## Exercise instructions
Search each line below for "underwater", then return the lines where it appears.

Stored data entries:
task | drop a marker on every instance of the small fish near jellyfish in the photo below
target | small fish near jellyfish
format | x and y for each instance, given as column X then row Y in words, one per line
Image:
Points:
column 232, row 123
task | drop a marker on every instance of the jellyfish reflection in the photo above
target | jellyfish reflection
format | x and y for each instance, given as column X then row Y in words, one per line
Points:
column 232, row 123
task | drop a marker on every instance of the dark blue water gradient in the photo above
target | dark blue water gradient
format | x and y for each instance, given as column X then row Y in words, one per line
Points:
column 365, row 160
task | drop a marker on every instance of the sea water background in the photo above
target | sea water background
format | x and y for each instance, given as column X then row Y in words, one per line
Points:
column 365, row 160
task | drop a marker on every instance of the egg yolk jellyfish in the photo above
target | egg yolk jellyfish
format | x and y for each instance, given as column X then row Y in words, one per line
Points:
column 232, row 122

==

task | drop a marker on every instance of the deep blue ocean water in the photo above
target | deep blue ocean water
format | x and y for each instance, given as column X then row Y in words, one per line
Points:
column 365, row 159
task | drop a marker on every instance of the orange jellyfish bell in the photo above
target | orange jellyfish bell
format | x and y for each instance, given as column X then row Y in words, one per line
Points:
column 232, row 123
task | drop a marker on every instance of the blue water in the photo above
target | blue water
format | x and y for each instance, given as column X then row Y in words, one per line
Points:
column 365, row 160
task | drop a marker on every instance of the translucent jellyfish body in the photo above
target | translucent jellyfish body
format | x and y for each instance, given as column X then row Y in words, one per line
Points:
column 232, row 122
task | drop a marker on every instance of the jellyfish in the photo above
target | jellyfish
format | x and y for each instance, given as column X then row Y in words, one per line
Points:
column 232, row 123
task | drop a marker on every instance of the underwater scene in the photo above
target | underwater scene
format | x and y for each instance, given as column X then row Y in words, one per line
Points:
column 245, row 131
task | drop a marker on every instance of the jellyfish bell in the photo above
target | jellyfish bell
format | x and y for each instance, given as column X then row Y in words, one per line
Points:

## Response to this exercise
task | drop a marker on every instance of the underwater scene in the photo above
target | underwater scene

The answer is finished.